Field	Required	Description
`type`	Yes	`sql`
`primary_key`	Yes	Column for uniqueness/ordering
`sql`	Yes	SQL query (reference sources by name)
`from`	No	Override default source (for chaining)

TypeScript Transform

For complex logic that SQL can't handle (runs in WASM sandbox):

transforms:
  custom:
    type: script
    primary_key: id
    language: typescript
    from: source_name
    schema:
      id: string
      sender: string
      amount: string
      processed_at: string
    script: |
      function invoke(data) {
        if (data.amount < 1000) return null;  // Filter out
        return {
          id: data.id,
          sender: data.sender,
          amount: data.amount,
          processed_at: new Date().toISOString()
        };
      }

For full TypeScript transform documentation, schema types, and examples, see /turbo-transforms.

Dynamic Table Transform

Updatable lookup tables for runtime filtering (allowlists, blocklists, enrichment):

transforms:
  tracked_wallets:
    type: dynamic_table
    backend_type: Postgres        # or: InMemory
    backend_entity_name: tracked_wallets
    secret_name: MY_DB            # required for Postgres

Use with dynamic_table_check() in SQL transforms:

WHERE dynamic_table_check('tracked_wallets', sender)

For full dynamic table documentation, backend options, and examples, see /turbo-transforms.

Handler Transform

Call external HTTP APIs to enrich data:

transforms:
  enriched:
    type: handler
    primary_key: id
    from: my_source
    url: https://my-api.example.com/enrich
    headers:
      Authorization: Bearer my-token
    batch_size: 100
    timeout_ms: 5000

For full handler transform documentation, see /turbo-transforms.

Transform Chaining

Chain transforms using from:

transforms:
  step1:
    type: sql
    primary_key: id
    sql: SELECT * FROM source WHERE amount > 100

  step2:
    type: sql
    primary_key: id
    from: step1
    sql: SELECT *, 'processed' as status FROM step1

Sink Configuration

Common Sink Fields

Field	Required	Description
`type`	Yes	Sink type
`from`	Yes	Source or transform to read from
`secret_name`	Varies	Secret for credentials (most sinks)
`primary_key`	Varies	Column for upserts (database sinks)

Blackhole Sink (Testing)

▶ [Data extract]:
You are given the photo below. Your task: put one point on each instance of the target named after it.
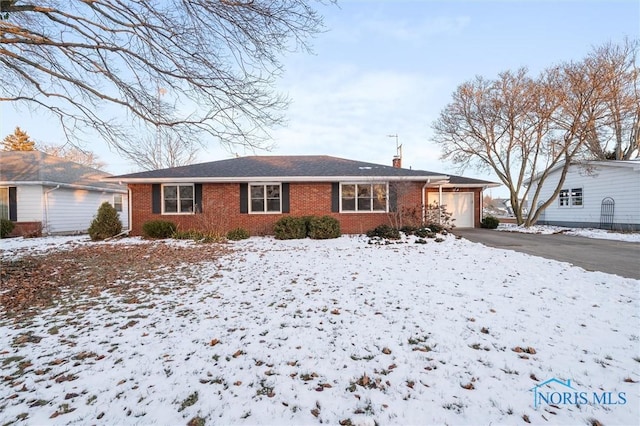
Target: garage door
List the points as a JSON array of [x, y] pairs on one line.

▶ [Tasks and exercises]:
1. In the transforms documentation, rewrite the part that opens with the words containing "Common Sink Fields" and closes with "credentials (most sinks)", replacing "credentials" with "authentication".
2. Besides Postgres, which backend type does the transforms documentation list for a dynamic table transform?
3. Write the next part of the transforms documentation, picking up after the "Blackhole Sink (Testing)" heading.

▶ [Task results]:
1.
Common Sink Fields

Field	Required	Description
`type`	Yes	Sink type
`from`	Yes	Source or transform to read from
`secret_name`	Varies	Secret for authentication (most sinks)

2. InMemory

3.
sinks:
  test_output:
    type: blackhole
    from: my_transform

PostgreSQL Sink

sinks:
  postgres_output:
    type: postgres
    from: my_transform
    schema: public
    table: my_table
    secret_name: MY_POSTGRES_SECRET
    primary_key: id

Secret format: PostgreSQL connection string:

postgres://username:password@host:port/database

PostgreSQL Aggregate Sink

Real-time aggregations in PostgreSQL using database triggers. Data flows into a landing table, and a trigger maintains aggregated values in a separate table.

sinks:
  balances:
    type: postgres_aggregate
    from: transfers
    schema: public
    landing_table: transfer_log
    agg_table: account_balances
    primary_key: transfer_id
    secret_name: MY_POSTGRES
    group_by:
      account:
        type: text
    aggregate:
      balance:
        from: amount
        fn: sum

Supported aggregation functions: sum, count, avg, min, max

ClickHouse Sink

sinks:
  clickhouse_output:
    type: clickhouse
    from: my_transform
    table: my_table
    secret_name: MY_CLICKHOUSE_SECRET
    primary_key: id

Secret format: ClickHouse connection string:

https://username:password@host:port/database

Kafka Sink

sinks:
  kafka_output:
    type: kafka
    from: my_transform
    topic: my-topic
    topic_partitions: 10
    data_format: avro          # or: json
    schema_registry_url: http://schema-registry:8081  # required for avro

Webhook Sink

Note: Turbo webhook sinks do not support Goldsky's native secrets management. Include auth headers directly in the pipeline config.

sinks:
  webhook_output:
    type: webhook
    from: my_transform
    url: https://api.example.com/webhook
    one_row_per_request: true
    headers:
      Authorization: Bearer your-token
      Content-Type: application/json

S3 Sink

sinks:
  s3_output:
    type: s3_sink
    from: my_transform
    endpoint: https://s3.amazonaws.com
    bucket: my-bucket
    prefix: data/
    secret_name: MY_S3_SECRET

Secret format: access_key_id:secret_access_key (or access_key_id:secret_access_key:session_token for temporary credentials)

S2 Sink

Publish to S2.dev streams — a serverless alternative to Kafka.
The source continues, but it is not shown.